What you should do »
Copy the records below character for character.

Stored data entries
● ● ● ● ● ● ●

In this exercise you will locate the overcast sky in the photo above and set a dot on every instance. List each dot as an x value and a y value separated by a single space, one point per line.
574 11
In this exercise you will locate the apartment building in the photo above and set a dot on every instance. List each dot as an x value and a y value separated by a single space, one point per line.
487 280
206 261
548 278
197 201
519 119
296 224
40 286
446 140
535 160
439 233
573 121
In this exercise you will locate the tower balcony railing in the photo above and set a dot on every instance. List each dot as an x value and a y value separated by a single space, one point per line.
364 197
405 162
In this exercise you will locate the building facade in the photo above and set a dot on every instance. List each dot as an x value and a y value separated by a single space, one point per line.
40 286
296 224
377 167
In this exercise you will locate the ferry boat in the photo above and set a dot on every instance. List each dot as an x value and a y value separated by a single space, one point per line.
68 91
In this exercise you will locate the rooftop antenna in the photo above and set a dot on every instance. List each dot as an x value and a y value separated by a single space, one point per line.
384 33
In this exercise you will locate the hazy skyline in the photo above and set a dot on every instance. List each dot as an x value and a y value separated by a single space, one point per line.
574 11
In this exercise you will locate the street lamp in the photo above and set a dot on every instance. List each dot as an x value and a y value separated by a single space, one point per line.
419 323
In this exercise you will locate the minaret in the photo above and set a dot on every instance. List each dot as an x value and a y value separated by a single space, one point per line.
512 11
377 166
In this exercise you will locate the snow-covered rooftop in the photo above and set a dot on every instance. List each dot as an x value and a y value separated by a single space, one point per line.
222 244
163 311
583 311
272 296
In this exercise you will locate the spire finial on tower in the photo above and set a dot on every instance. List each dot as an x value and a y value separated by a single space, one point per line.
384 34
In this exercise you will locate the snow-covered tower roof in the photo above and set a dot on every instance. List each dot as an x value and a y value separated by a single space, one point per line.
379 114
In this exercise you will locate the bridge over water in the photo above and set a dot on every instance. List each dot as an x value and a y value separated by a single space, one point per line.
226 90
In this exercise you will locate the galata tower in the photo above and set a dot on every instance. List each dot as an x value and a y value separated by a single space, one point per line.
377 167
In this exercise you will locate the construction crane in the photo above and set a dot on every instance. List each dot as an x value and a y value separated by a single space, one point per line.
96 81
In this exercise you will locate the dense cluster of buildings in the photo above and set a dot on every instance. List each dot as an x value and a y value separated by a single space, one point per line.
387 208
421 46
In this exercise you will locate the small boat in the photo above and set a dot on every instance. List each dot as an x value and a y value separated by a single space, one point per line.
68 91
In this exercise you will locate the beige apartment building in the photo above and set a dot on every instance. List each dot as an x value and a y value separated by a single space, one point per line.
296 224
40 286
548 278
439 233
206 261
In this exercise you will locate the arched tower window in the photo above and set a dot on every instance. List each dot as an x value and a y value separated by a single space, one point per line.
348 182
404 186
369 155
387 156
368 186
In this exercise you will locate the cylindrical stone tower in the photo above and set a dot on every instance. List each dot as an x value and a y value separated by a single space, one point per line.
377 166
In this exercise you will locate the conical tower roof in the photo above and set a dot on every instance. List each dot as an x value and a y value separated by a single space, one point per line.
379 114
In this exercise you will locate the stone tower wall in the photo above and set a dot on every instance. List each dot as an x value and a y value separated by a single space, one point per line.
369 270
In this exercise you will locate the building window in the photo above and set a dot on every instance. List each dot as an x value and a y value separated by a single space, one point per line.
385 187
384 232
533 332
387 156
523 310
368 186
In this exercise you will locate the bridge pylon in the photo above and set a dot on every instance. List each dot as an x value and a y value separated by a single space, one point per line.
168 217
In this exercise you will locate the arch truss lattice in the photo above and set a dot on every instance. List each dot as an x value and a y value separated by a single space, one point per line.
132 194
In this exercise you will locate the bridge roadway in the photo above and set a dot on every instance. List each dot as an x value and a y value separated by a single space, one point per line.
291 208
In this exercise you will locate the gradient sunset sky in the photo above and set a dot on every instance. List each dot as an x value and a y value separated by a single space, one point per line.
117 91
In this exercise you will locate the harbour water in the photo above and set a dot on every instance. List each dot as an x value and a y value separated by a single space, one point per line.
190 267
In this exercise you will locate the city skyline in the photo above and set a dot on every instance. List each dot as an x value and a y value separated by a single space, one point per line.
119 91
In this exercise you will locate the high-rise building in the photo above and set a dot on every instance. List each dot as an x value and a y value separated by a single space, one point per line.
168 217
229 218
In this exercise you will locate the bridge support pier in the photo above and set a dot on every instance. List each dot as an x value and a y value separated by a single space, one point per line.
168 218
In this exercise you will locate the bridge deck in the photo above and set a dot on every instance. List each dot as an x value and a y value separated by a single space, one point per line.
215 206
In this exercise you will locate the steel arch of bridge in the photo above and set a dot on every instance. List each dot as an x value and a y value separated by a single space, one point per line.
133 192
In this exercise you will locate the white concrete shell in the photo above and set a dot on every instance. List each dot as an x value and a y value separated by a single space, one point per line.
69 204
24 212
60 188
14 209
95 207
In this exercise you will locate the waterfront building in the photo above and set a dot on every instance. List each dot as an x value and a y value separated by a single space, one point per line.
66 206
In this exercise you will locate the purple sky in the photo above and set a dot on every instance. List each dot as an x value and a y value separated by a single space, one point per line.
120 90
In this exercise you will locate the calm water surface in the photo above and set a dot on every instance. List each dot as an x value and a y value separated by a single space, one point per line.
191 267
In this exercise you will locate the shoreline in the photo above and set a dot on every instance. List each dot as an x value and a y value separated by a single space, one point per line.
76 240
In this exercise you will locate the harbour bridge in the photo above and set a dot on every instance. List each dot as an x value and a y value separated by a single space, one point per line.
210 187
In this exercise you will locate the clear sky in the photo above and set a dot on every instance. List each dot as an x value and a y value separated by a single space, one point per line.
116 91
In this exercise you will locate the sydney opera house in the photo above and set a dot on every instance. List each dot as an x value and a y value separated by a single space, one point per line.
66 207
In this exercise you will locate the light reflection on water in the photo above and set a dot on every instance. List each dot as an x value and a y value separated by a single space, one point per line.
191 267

● ● ● ● ● ● ●

Response to this exercise »
In this exercise you will locate the overcast sky in the photo above and set a dot on every instance. List each dot as an x value and a y value separated by a single space, one point per line.
574 11
In this exercise you will locate the apartment building in the photo above and set a dot on every instance. List each dot as an x value and a y value separated by a single space, one point per line.
487 280
206 261
548 278
197 201
519 119
296 224
40 286
446 140
535 160
439 233
573 121
In this exercise you will locate the tower balcony railing in the photo above and set a dot on every instance. List each dot as an x value and a y value separated by a single space, one point per line.
364 197
405 162
In this exercise you will locate the building facade in the photo above and set a dot on every instance. List each dot as an x value and a y value separated by a single space, one point per line.
40 286
296 224
377 167
In this exercise you will locate the ferry boat in the photo above and set a dot on every instance. List each dot as an x value and a y value separated by a single space, one point per line.
68 91
In this exercise you will locate the rooftop antenna in the photo above and set a dot on every instance. List each dot as an x value and a y value separated by a single space, one point per line.
384 33
In this exercise you will locate the hazy skyline in the photo above and set a dot on every instance. List each dot as an x value and a y value separated by a single space, one point per line.
574 11
In this exercise you will locate the street lamp in the photo above and set a dot on every instance. List each dot as an x value and a y value separated by a single space, one point per line.
419 323
In this exercise you will locate the minaret in the photo above and set a dot on every instance. List each dot as an x value and a y value separated by a single space, one point per line.
512 11
377 166
In this exercise you will locate the snow-covered rooftop in the photo above and set a dot on every instance. List each dot as an x value and a y value separated by a single space, one point per line.
222 244
163 311
583 311
272 296
In this exercise you will locate the spire finial on tower in the photo above and set a dot on every instance. List each dot as an x value and a y value separated by a single space, one point per line.
384 34
In this exercise you will locate the snow-covered tower roof in the photo above and set a dot on every instance. List each dot as an x value and a y value separated by a single space, one point per line.
379 114
In this exercise you will locate the bridge over water in the photo above and set a dot on every instance. List each dot as an x value and a y value separated by a single space, one point per line.
226 90
In this exercise you will locate the galata tower in the photo above and set a dot on every instance. List each dot as an x value and a y value separated by a single space, one point per line.
377 167
In this exercise you will locate the construction crane in the photo above and set a dot on every instance. List each dot as an x value and a y value separated by a single space, one point per line.
96 81
In this exercise you will locate the dense cluster of buildings in the photo above and set a dot on every instance. List each dot as an x value and a y value separated by a single space, one point per line.
387 208
421 46
In this exercise you will locate the small boat in the photo above and set a dot on every instance. List each dot as an x value and a y value separated by a single space, one point per line.
68 91
In this exercise you will locate the beige apartment building in the photo above and set a dot on every instance. List each dot as an x value and a y value separated by a single space, one point per line.
296 224
40 286
548 278
439 233
206 261
In this exercise you will locate the arched tower window in the photo above and set a dot on every instance. List each dot as an x value and a y value separated by a single space, one point per line.
348 182
404 186
369 155
387 156
368 186
In this exercise you will locate the cylindrical stone tower in the photo above and set a dot on every instance. List each dot as an x value and a y value separated by a single space, one point per line.
377 166
In this exercise you will locate the conical tower roof in the photo above and set a dot on every instance. List each dot as an x value and a y value separated by a single space, one point per line.
379 114
In this exercise you will locate the stone tower wall in the photo above and set a dot on every instance. List each dot as an x value and a y value separated by a single space, one point per line.
369 270
In this exercise you will locate the building window in the photo above and set a dot on every instance. List each dot as an x value and a y value separated by a single space, one point per line.
385 187
384 232
533 332
387 156
523 310
368 186
In this exercise you will locate the bridge pylon in the photo above and set a dot on every instance. List each dot as an x value and a y value separated by a single space, one point per line.
168 217
In this exercise you will locate the arch truss lattice in the photo above and set a dot on every instance. List each dot as an x value and a y value separated by a single space, one point per line.
132 194
In this exercise you will locate the bridge roadway in the photo above and set a dot on every instance. List each dot as an x value and a y value separated by a single space, one point per line.
291 208
In this exercise you will locate the gradient sunset sky in the photo above and set a dot on every instance. List each dot as an x value and a y value separated by a single space, one point per line.
117 91
In this exercise you will locate the harbour water in the photo above and set a dot on every instance. List each dot as an x value and a y value separated by a single space, one point per line.
190 267
In this exercise you will locate the city skyline in the photo above and set a dot on every instance. List each dot as an x value and a y value separated by a single space, one point per line.
119 91
In this exercise you will locate the high-rise building in the photo above and set a dot on every instance. List each dot as an x value and a y value separated by a single space, one point per line.
168 217
229 218
In this exercise you will locate the bridge support pier in the photo above and set a dot on every instance. List each dot as an x value and a y value separated by a single space, one point per line.
168 218
In this exercise you will locate the bridge deck in the photo above and set a dot on every instance. List each dot as an x value and a y value separated by a single space, one point per line.
215 206
In this exercise you will locate the steel arch of bridge in the photo above and set a dot on every instance. List each dot as an x value and a y value separated by a single space, one point per line.
133 192
In this exercise you will locate the white concrete shell in the photo above and set a dot on every instance. List each dot as an x value and a y value separated by a single space, one point per line.
69 204
24 212
60 188
14 209
95 207
In this exercise you will locate the waterfront building in the photo above and set a dot on every instance. List each dot as an x value and a y value separated by a single space, one point per line.
66 206
In this exercise you will locate the purple sky in the photo above and set a dot on every instance. List each dot as an x value and a y value separated by a single space, one point per line.
120 90
In this exercise you will locate the calm water surface in the photo above and set a dot on every instance. List each dot as an x value and a y value separated by a single space, one point per line.
191 267
In this exercise you will locate the shoreline in the photo above and set a dot on every instance. List each dot as an x value and a y value separated by a single space, one point per line.
76 240
In this exercise you will locate the harbour bridge in the photo above and set a dot on every instance. List each dot as an x value and a y value separated by a single space, one point per line.
210 187
In this exercise you will locate the clear sky in the photo above and set a dot on every instance. List each dot as an x value and a y value separated by a single space, one point per line.
116 91
In this exercise you will locate the sydney opera house in the photo above and set a dot on every instance. List each dot as an x value and a y value separated by a single space, one point per line.
66 207
In this exercise you will locate the light reflection on water in the photo above and set a dot on every instance. List each dot as an x value and a y value separated by a single space, one point per line.
191 267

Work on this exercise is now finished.